__TASK TO COMPLETE__:
Rewrite all of the entries below, changing every "spot" to "point" and leaving everything else as it is. Leave the pictures out of your version.

* START *

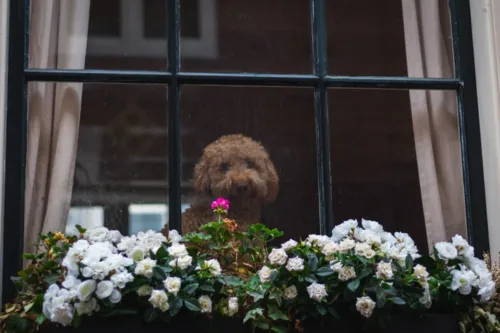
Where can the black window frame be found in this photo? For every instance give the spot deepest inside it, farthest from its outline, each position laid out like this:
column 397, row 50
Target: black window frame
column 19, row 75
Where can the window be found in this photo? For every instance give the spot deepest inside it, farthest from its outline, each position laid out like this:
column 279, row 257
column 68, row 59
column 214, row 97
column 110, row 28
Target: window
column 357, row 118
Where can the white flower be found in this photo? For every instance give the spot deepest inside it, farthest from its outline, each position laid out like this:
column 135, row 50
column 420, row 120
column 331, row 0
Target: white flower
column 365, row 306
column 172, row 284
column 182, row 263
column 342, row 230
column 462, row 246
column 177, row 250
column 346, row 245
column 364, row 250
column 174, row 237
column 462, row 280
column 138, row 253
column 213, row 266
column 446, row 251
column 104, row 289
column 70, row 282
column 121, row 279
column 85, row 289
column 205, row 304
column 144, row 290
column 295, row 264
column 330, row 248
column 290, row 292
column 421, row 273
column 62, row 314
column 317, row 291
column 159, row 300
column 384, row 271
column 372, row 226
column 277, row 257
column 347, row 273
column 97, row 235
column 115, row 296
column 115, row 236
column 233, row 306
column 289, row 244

* END *

__EXERCISE SOLUTION__:
Where can the black window frame be found in this photo? For every instance give the point deepest inside it, farthest from its outline, each position laid out like this:
column 397, row 50
Target: black window frame
column 19, row 75
Where can the window be found in this photo? For every instance give the point deepest inside it, farthest from its outline, each position laid out like this:
column 279, row 257
column 68, row 59
column 214, row 97
column 110, row 28
Target: window
column 357, row 118
Where can the white flower be found in this photo? For every instance give the point deepest inside it, farthest from its outline, each position laid out like this:
column 135, row 50
column 420, row 120
column 331, row 0
Target: white flower
column 365, row 306
column 172, row 284
column 182, row 263
column 342, row 230
column 462, row 246
column 177, row 250
column 346, row 245
column 364, row 250
column 174, row 237
column 462, row 280
column 138, row 253
column 213, row 266
column 446, row 251
column 104, row 289
column 70, row 282
column 121, row 279
column 85, row 289
column 205, row 304
column 144, row 290
column 295, row 264
column 330, row 248
column 290, row 292
column 421, row 273
column 62, row 314
column 317, row 291
column 159, row 300
column 384, row 271
column 372, row 226
column 277, row 257
column 347, row 273
column 97, row 235
column 115, row 296
column 115, row 236
column 233, row 306
column 289, row 244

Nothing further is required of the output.